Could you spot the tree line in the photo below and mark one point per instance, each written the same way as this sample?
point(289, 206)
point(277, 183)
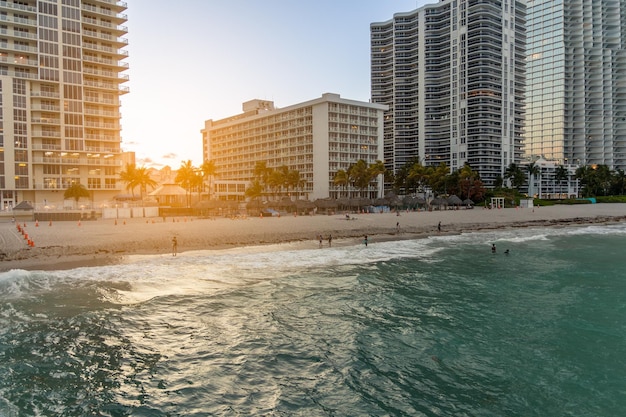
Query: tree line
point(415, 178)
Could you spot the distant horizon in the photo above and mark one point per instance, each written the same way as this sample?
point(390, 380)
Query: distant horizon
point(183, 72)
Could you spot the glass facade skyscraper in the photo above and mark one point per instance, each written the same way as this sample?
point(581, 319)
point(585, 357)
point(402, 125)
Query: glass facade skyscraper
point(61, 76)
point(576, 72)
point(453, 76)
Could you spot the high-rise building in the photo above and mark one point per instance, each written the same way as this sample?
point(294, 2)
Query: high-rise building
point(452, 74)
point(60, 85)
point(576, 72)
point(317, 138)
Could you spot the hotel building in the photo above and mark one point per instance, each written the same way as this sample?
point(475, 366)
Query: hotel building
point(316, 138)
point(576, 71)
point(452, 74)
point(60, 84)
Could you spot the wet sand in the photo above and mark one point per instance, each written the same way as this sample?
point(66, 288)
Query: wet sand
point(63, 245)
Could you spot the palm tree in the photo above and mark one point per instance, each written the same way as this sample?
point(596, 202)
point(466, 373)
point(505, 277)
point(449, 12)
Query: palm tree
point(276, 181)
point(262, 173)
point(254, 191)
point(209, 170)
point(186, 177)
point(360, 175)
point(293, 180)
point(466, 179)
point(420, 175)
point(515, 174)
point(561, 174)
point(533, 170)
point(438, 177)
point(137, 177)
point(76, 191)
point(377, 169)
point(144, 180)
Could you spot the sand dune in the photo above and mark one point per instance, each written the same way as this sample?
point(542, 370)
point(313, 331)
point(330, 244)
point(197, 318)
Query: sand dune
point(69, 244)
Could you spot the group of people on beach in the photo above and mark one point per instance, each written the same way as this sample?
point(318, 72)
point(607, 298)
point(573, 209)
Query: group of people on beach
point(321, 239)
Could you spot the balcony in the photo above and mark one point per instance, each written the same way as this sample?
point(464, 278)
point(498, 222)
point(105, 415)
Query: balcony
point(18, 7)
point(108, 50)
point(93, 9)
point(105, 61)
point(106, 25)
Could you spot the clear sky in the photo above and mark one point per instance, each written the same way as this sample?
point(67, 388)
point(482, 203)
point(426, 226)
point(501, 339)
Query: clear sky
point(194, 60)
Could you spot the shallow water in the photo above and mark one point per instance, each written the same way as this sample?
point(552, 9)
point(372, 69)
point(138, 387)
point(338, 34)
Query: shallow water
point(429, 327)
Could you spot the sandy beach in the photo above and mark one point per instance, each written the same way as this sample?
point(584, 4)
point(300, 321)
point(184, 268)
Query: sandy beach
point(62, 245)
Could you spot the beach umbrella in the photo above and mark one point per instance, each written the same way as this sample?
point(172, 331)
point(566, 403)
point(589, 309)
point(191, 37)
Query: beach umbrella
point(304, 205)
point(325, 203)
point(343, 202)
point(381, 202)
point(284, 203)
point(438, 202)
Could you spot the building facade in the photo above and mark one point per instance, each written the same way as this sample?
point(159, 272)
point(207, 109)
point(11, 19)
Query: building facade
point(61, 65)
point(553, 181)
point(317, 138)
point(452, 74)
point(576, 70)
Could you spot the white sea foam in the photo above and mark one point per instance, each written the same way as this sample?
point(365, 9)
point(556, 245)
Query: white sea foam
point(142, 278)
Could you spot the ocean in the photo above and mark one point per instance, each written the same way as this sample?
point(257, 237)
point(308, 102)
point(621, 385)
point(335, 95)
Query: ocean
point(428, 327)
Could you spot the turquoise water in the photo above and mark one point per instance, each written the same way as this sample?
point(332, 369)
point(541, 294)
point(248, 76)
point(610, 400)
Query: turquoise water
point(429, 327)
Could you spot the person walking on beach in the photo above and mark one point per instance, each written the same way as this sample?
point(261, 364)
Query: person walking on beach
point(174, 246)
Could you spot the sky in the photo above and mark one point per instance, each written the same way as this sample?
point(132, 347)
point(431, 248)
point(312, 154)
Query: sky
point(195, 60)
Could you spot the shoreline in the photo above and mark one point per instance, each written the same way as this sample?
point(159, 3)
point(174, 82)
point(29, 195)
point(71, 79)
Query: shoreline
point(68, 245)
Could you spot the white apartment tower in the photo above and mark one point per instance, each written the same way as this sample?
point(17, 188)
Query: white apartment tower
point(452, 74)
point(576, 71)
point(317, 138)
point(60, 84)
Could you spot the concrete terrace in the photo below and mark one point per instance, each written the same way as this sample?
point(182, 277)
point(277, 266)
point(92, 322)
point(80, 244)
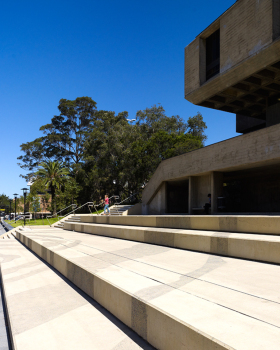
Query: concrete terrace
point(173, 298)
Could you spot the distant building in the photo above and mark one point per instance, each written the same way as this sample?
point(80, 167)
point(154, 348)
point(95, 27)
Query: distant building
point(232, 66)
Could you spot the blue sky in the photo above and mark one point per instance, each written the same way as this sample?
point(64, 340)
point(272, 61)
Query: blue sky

_Problem to solve:_
Print the listing above in full, exactly as written. Omit any pictures.

_Answer to this exercise:_
Could you spot the tree line in the photo below and mark one point per instance, each written the same way as this sample?
point(289, 206)
point(277, 183)
Query: tree line
point(415, 178)
Could you spot the distant horizon in the photo above and mark one point per instance, each written the same way as this sample?
point(390, 380)
Query: distant horizon
point(183, 72)
Could you spot the glass facade skyscraper in the photo above and mark one point per instance, each written the same way as this sample?
point(581, 319)
point(585, 357)
point(402, 125)
Query: glass facade skyscraper
point(61, 76)
point(576, 72)
point(453, 76)
Could you spot the high-rise building in the photo above and mark one point per instance, each written the same way as this sample?
point(294, 2)
Query: high-rise building
point(452, 74)
point(60, 85)
point(576, 72)
point(317, 138)
Could you spot the hotel building in the photo above and mark one point per instance, each written the same way as this sample?
point(475, 366)
Query: hotel building
point(316, 138)
point(576, 71)
point(452, 74)
point(60, 84)
Could you spot the wet sand in the photo above and mark one point per instance, each written the same way as this sample?
point(66, 288)
Query: wet sand
point(63, 245)
Could you spot the palm tree in the photo above and mark one point per instance, each written the same way as this sample?
point(596, 202)
point(466, 373)
point(505, 277)
point(449, 12)
Query: palm tree
point(276, 181)
point(262, 173)
point(254, 191)
point(209, 170)
point(186, 177)
point(360, 175)
point(293, 180)
point(466, 179)
point(420, 175)
point(515, 174)
point(561, 174)
point(533, 170)
point(438, 177)
point(137, 177)
point(76, 191)
point(377, 169)
point(144, 180)
Could you spot the sand dune in the photo above and mark one point per instance, each written the same way as this sample?
point(542, 370)
point(313, 331)
point(330, 244)
point(197, 318)
Query: sand dune
point(69, 244)
Could you spot the group of people on beach in the photo above and mark one point per instance, each written the same way as this sample?
point(318, 72)
point(607, 298)
point(573, 209)
Query: group of people on beach
point(321, 239)
Could you spot the balcony in the photo above and mark one point per instance, each written the same way as this sample?
point(464, 278)
point(498, 222)
point(105, 415)
Query: balcony
point(18, 7)
point(108, 50)
point(93, 9)
point(105, 61)
point(106, 25)
Could you spot the clear sky in the photo above and mark one point per instance, each written the same way as this sample?
point(67, 388)
point(482, 203)
point(426, 226)
point(501, 339)
Query: clear sky
point(194, 60)
Could you spot the shallow water in the photo above and mark one point per instance, each written the same way as this sample?
point(552, 9)
point(372, 69)
point(138, 387)
point(338, 34)
Query: shallow water
point(429, 327)
Could you spot the sandy beach in the photo above and mark one point per instance, each written the same way as this sample?
point(584, 4)
point(300, 321)
point(184, 268)
Query: sandy beach
point(62, 245)
Could you spot the beach umbrella in the photo above and mark one point per instance, each written the same way as this sample?
point(172, 331)
point(566, 403)
point(589, 309)
point(191, 37)
Query: beach umbrella
point(304, 205)
point(325, 203)
point(343, 202)
point(381, 202)
point(284, 203)
point(438, 202)
Could you spot the building facade in the photo above and mark one point per instance, each written the same way as this sample?
point(159, 272)
point(207, 109)
point(11, 19)
Query: building facade
point(61, 65)
point(553, 181)
point(317, 138)
point(452, 74)
point(576, 70)
Could you spot the white sea foam in the photo above and mark one point per instance, each written the same way as this sample?
point(365, 9)
point(556, 245)
Query: white sea foam
point(142, 278)
Could you spot the ocean in the photo above and mark one point per instance, each written the same way as this sample?
point(257, 237)
point(308, 102)
point(621, 385)
point(335, 95)
Query: ocean
point(428, 327)
Could you spot the turquoise water in the photo above and mark one point per instance, each written the same way as this sample?
point(332, 369)
point(541, 294)
point(248, 76)
point(610, 400)
Query: turquoise water
point(429, 327)
Could you spot the person walking on beach in the photo above and mark one point per instance, each written the same way as this sample?
point(261, 364)
Query: person walking on beach
point(174, 246)
Could you spot the sky in the photo above and mark one point per instance, each written the same way as this sample?
point(132, 347)
point(431, 248)
point(312, 154)
Query: sky
point(195, 60)
Could you spot the shoreline in the photo above and mark one point per instance, each written the same way as this sample?
point(159, 3)
point(174, 82)
point(29, 195)
point(71, 79)
Query: shoreline
point(68, 245)
Could you spot the white apartment tower in the photo above and mark one point per instance, each written the same way as this sample?
point(17, 188)
Query: white apartment tower
point(452, 74)
point(576, 71)
point(317, 138)
point(60, 84)
Could you spot the concrete terrace in the photo below and mark one point per instance, each written the same way as this sample?
point(182, 277)
point(277, 266)
point(92, 322)
point(80, 244)
Query: concrete terrace
point(173, 298)
Could you spot the distant building in the photo above and mark one point per instance, each written the same way as this sample?
point(80, 167)
point(154, 348)
point(95, 27)
Query: distant building
point(232, 66)
Could you spot the blue sky in the photo above and mark one point per instance, each written the same way as this sample?
point(64, 340)
point(272, 61)
Query: blue sky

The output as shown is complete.